------ Input material ------
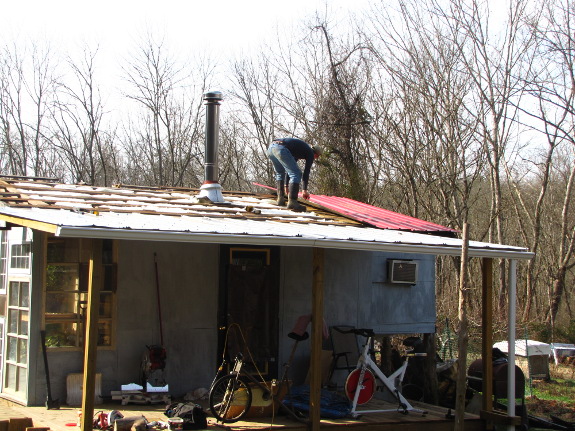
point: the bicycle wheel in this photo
(367, 386)
(230, 398)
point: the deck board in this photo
(434, 420)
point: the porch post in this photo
(487, 336)
(316, 338)
(511, 341)
(91, 337)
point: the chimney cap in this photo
(213, 95)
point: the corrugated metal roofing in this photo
(375, 216)
(177, 214)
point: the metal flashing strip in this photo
(221, 238)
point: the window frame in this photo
(25, 257)
(80, 293)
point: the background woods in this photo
(444, 110)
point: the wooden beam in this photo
(91, 338)
(487, 338)
(316, 338)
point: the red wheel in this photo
(367, 388)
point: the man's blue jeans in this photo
(283, 162)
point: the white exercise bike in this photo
(360, 385)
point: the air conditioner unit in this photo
(402, 272)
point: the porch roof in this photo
(178, 215)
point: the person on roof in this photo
(284, 154)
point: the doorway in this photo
(248, 307)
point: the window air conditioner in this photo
(402, 272)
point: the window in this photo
(67, 293)
(20, 258)
(15, 380)
(3, 261)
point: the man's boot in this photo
(293, 204)
(281, 194)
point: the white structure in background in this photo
(531, 356)
(562, 350)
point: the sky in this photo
(117, 25)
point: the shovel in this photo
(50, 403)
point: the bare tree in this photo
(28, 84)
(78, 111)
(164, 139)
(552, 86)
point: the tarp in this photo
(526, 348)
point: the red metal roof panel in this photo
(376, 216)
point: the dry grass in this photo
(554, 397)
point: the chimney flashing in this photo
(211, 189)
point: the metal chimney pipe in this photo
(211, 188)
(212, 100)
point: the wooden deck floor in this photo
(65, 418)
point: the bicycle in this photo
(231, 394)
(360, 385)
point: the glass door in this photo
(16, 358)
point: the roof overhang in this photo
(147, 227)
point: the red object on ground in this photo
(373, 215)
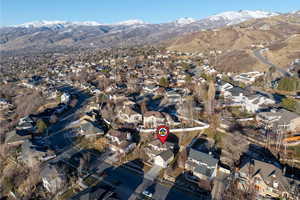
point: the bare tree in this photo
(211, 97)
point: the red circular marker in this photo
(162, 133)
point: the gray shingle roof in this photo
(203, 170)
(203, 157)
(166, 155)
(266, 171)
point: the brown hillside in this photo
(280, 34)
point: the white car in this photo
(147, 193)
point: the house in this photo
(267, 179)
(248, 78)
(152, 119)
(94, 193)
(88, 129)
(128, 115)
(14, 139)
(53, 178)
(202, 165)
(223, 87)
(33, 155)
(281, 118)
(251, 102)
(120, 141)
(150, 88)
(155, 147)
(254, 103)
(4, 104)
(164, 158)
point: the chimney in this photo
(284, 170)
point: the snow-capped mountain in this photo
(230, 17)
(237, 17)
(45, 23)
(130, 22)
(185, 21)
(52, 34)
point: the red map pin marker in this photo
(162, 133)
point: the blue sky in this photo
(108, 11)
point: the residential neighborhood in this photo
(112, 121)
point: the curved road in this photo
(264, 60)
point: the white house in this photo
(53, 181)
(65, 98)
(202, 165)
(153, 119)
(164, 158)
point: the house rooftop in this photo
(267, 171)
(166, 155)
(203, 157)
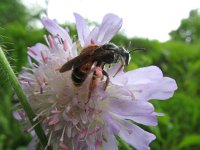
------
**What you will do:** Please state only how many lines above contain the string "metal".

**Reply to the exercise:** 4